**GIVEN PROBLEM**
Reproduce the material below line for line, changing nothing.

- - - - -

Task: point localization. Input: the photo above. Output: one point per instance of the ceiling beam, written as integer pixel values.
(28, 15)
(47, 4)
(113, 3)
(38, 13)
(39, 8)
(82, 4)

- - - - -

**ANSWER**
Task: point localization. Input: the photo above. Output: one point per instance of the ceiling beam, written as integer pixel values.
(28, 15)
(47, 4)
(113, 3)
(38, 13)
(39, 8)
(82, 4)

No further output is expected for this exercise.